Problem description
Repeat each entry as written and leave the images out of the copy.

── Information provided

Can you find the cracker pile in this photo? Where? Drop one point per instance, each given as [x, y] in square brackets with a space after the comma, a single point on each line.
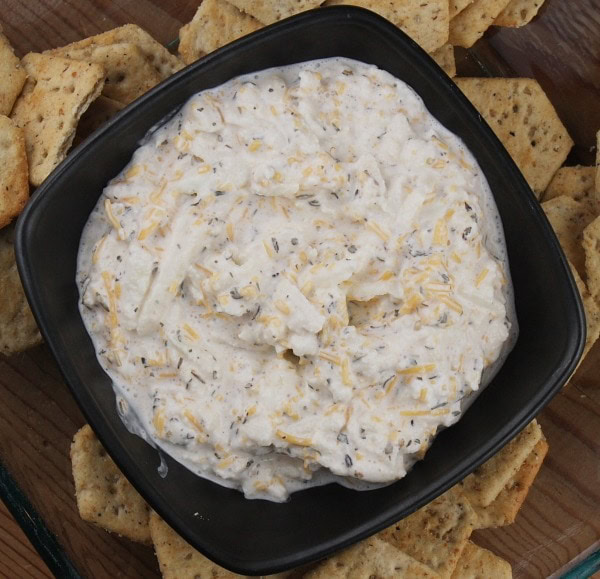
[432, 543]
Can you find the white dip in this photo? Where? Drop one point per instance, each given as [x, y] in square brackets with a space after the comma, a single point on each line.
[302, 271]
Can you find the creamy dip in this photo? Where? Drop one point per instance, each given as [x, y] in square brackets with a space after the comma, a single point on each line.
[299, 278]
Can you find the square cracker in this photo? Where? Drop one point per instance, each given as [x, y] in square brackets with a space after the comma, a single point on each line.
[104, 496]
[179, 560]
[56, 94]
[436, 534]
[128, 74]
[371, 558]
[469, 25]
[13, 76]
[269, 11]
[569, 218]
[518, 13]
[14, 178]
[215, 24]
[519, 112]
[164, 63]
[479, 563]
[484, 484]
[426, 22]
[504, 508]
[18, 330]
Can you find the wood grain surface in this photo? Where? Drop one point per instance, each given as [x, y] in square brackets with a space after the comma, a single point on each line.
[38, 417]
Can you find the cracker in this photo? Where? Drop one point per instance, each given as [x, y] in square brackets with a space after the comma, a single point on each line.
[179, 560]
[56, 94]
[269, 11]
[14, 180]
[479, 563]
[436, 534]
[519, 112]
[467, 27]
[128, 74]
[426, 22]
[444, 56]
[483, 485]
[164, 63]
[12, 76]
[568, 219]
[18, 330]
[371, 558]
[104, 496]
[215, 24]
[518, 13]
[504, 508]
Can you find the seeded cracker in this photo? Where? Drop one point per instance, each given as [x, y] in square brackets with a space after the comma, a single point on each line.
[215, 24]
[504, 508]
[467, 27]
[18, 330]
[269, 11]
[371, 558]
[479, 563]
[523, 118]
[14, 182]
[483, 485]
[177, 559]
[426, 22]
[436, 534]
[104, 496]
[12, 74]
[56, 94]
[518, 13]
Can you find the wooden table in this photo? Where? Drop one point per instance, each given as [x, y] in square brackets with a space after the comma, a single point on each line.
[560, 521]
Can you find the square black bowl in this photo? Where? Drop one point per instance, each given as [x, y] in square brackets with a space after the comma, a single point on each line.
[259, 537]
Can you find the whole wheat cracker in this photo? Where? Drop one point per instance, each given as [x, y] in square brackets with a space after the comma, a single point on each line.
[215, 24]
[14, 178]
[57, 92]
[479, 563]
[469, 25]
[504, 508]
[371, 558]
[18, 330]
[518, 13]
[12, 76]
[426, 22]
[523, 118]
[436, 534]
[484, 484]
[267, 11]
[104, 496]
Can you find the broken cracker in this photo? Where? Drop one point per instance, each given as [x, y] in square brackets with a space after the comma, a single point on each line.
[484, 484]
[470, 24]
[519, 112]
[518, 13]
[267, 12]
[479, 563]
[104, 496]
[426, 22]
[215, 24]
[568, 219]
[57, 92]
[13, 76]
[18, 330]
[504, 508]
[14, 178]
[371, 558]
[436, 534]
[179, 560]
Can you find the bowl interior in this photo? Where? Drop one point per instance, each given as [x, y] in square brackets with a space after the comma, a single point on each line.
[258, 537]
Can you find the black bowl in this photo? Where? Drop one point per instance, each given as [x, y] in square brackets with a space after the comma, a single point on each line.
[259, 537]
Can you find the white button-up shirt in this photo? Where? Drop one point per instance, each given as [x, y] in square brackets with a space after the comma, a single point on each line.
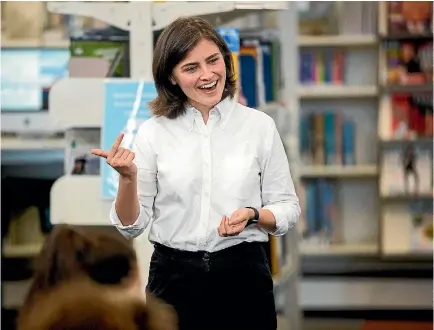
[191, 174]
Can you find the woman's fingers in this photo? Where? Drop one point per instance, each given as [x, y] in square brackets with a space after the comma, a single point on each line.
[100, 153]
[114, 149]
[115, 146]
[222, 229]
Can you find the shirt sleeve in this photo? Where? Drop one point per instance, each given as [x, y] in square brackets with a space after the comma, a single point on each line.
[278, 192]
[145, 160]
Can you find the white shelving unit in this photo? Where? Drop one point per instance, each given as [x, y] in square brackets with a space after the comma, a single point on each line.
[79, 103]
[358, 200]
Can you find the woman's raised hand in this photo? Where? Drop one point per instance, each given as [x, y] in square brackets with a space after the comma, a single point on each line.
[120, 159]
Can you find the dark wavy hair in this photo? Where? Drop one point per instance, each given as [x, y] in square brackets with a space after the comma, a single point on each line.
[173, 45]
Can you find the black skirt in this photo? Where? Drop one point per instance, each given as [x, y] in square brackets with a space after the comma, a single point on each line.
[224, 290]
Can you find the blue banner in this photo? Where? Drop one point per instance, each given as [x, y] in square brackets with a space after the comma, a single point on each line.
[126, 107]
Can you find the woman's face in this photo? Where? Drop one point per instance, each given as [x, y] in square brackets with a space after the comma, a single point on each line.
[201, 75]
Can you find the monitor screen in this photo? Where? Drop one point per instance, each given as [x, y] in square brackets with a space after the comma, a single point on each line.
[27, 76]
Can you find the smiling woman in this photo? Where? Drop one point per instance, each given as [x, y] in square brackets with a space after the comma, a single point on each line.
[210, 189]
[197, 70]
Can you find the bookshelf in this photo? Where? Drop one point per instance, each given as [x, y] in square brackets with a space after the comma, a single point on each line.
[370, 228]
[405, 131]
[338, 101]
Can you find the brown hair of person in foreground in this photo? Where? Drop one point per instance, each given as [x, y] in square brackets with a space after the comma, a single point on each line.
[70, 253]
[89, 306]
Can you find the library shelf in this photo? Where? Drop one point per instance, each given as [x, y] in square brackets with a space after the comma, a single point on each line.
[336, 91]
[340, 249]
[338, 41]
[332, 171]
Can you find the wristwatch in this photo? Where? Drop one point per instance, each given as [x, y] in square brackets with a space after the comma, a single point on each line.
[255, 219]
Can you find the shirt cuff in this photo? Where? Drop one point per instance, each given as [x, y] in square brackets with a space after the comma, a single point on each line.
[130, 231]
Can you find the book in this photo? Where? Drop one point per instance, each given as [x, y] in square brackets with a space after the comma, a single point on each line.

────

The answer
Can you find the cracker pile in this photo? Where? Drop one point per instance, each given as [x, y] in square brackets with a space after the comma, a single point on each line.
[432, 543]
Can you find the white dip in this photo? Where? Drop one point per instance, each given as [x, y] in square brackets with a space after the comma, a single point on each line.
[302, 271]
Can you find the creamy dip in this photo? Where? Drop one point per instance, each given as [x, y] in square brackets with a space after the comma, a single point on each line.
[299, 278]
Can you find the square cracker in this photo? Where? Drop one point per instance, each given as [x, y] in square brackets with a space after the comma, a single point on each line.
[104, 496]
[179, 560]
[56, 94]
[436, 534]
[128, 74]
[371, 558]
[469, 25]
[13, 76]
[269, 11]
[569, 218]
[518, 13]
[14, 178]
[215, 24]
[519, 112]
[164, 63]
[479, 563]
[484, 484]
[426, 22]
[504, 508]
[18, 330]
Can you find the wood grain surface in this photo? Where? Drop one point per instance, each given as [x, y] in square brackets with a space after the comma, a single point on each line.
[38, 417]
Can you find the cracker in this photo? Where? Drop one point per instance, each given as [x, y] in square brackets with a space after the comma, a single point on each line.
[179, 560]
[56, 94]
[269, 11]
[14, 180]
[479, 563]
[436, 534]
[519, 112]
[467, 27]
[128, 74]
[426, 22]
[444, 56]
[483, 485]
[164, 63]
[12, 76]
[568, 219]
[18, 330]
[371, 558]
[104, 496]
[215, 24]
[518, 13]
[504, 508]
Can you find the seeded cracker in this photo? Where? Drop one point per instance, each given as [x, y] in square brackets with a space after the comma, a single point on each line.
[215, 24]
[504, 508]
[467, 27]
[18, 330]
[269, 11]
[371, 558]
[479, 563]
[523, 118]
[14, 182]
[483, 485]
[177, 559]
[426, 22]
[436, 534]
[104, 496]
[12, 74]
[56, 94]
[518, 13]
Can you find the wooden table in this photo? Where? Drop one point per instance, each given as [x, y] in square brackets with a space after the comma, a single point on each line.
[560, 521]
Can you find the square black bowl in this photo? Where? Drop one point per instance, each given as [x, y] in square brackets with a space after the comma, a single point on each line.
[259, 537]
Can you find the whole wheat cracker in this photo? Where? Drop one point per instance, each given as [x, y] in square brackets with a space after the comma, a single point on each line.
[215, 24]
[14, 178]
[57, 92]
[479, 563]
[469, 25]
[504, 508]
[371, 558]
[18, 330]
[518, 13]
[12, 76]
[426, 22]
[523, 118]
[436, 534]
[484, 484]
[267, 11]
[104, 496]
Can you find the broken cracker in this photo? Where? Drop one point per instance, each given as [x, y] in square brackets with a space after the comma, a single point on each line.
[484, 484]
[470, 24]
[519, 112]
[518, 13]
[267, 12]
[479, 563]
[104, 496]
[426, 22]
[215, 24]
[568, 219]
[57, 92]
[13, 76]
[18, 330]
[504, 508]
[14, 178]
[371, 558]
[436, 534]
[179, 560]
Can you find the bowl interior in this photo? Where? Drop one point per instance, each given as [x, y] in square brackets with a space after the comma, a single point on each line.
[258, 537]
Can you find the black bowl in this photo? Where? Drop one point per instance, each given as [x, y] in square brackets with a space after the comma, a single point on each line.
[259, 537]
Can you find the white button-up shirt in this photo? Where? Drop one point per instance, each given as [x, y] in square brackets with a space after the comma, a single point on each line.
[191, 174]
Can you find the woman's fingers in this photo? Where? Drop one point per instance, each given as [x, y] in square brackets with a space after the comma, a single point on each line.
[100, 153]
[114, 149]
[115, 146]
[222, 229]
Can you find the shirt sleeve in this photo? Where? Drop one point per instance, each given as [x, y] in square brackets with a space after the comma, a single point on each line.
[278, 192]
[145, 160]
Can you find the white shelving unit in this photo? Where? Drop one point per instance, each given as [x, y] in square brackets with a space after the comma, a single point on each line.
[79, 103]
[358, 200]
Can you find the woman's raised hand in this photo? Where? Drop one point per instance, each given as [x, y] in square brackets with a space after the comma, a single point on each line.
[120, 159]
Can you find the dark wavy hair in this photo? Where? Drop one point per instance, each given as [x, y] in square brackets with a space after the comma, a single point on each line.
[173, 45]
Can you find the black skirt in this photo? Where? Drop one point per instance, each given as [x, y] in square brackets with a space after the comma, a single point on each line.
[224, 290]
Can you find the blue banner in this photo? Where? Drop one point per instance, each given as [x, y] in square brackets with a space after the comma, a single point on each line.
[126, 107]
Can you find the woman's face in this photo? Where? Drop one point per instance, each given as [x, y] in square brackets with a space after the comma, a single point on each line.
[201, 75]
Can you find the monitor screen in this photo? Where? Drop one point per instance, each given as [x, y] in square brackets with a space after the comma, a single point on each line.
[27, 76]
Can you find the smiling woman in this photo? Where? Drop one point per instance, each given as [x, y] in square brackets with a space after the comma, a single point on each line.
[210, 189]
[197, 70]
Can you find the bookshelf in this photo? Where? Drop one point per instance, each given as [x, y] in square brackets with a space after the comma, a single point on each line.
[370, 228]
[405, 131]
[338, 101]
Can you find the brown hair of person in foreground in this photo? Where? Drop one point per instance, each given as [x, y] in square brackets with a space after the comma, a single point on each line.
[70, 253]
[89, 306]
Can you find the library shelf in this photo? Where? Drop one point per instance, each given as [x, y] in square brackets with a space after the comma, a single point on each line.
[336, 91]
[340, 249]
[338, 41]
[332, 171]
Can you find the wristwatch in this photo? Where? Drop one point per instance, each given as [x, y] in square brackets with a space after the comma, a single point on each line.
[255, 219]
Can you find the shirt cuff in this photo? Where? Drop one point per instance, each given as [x, y] in square brackets with a space after the comma, a single point on each line.
[130, 231]
Can you find the book in this photo? Where? Drop one point per instance, each given as [x, y] in square brackets with a space after the comma, a single point on each line.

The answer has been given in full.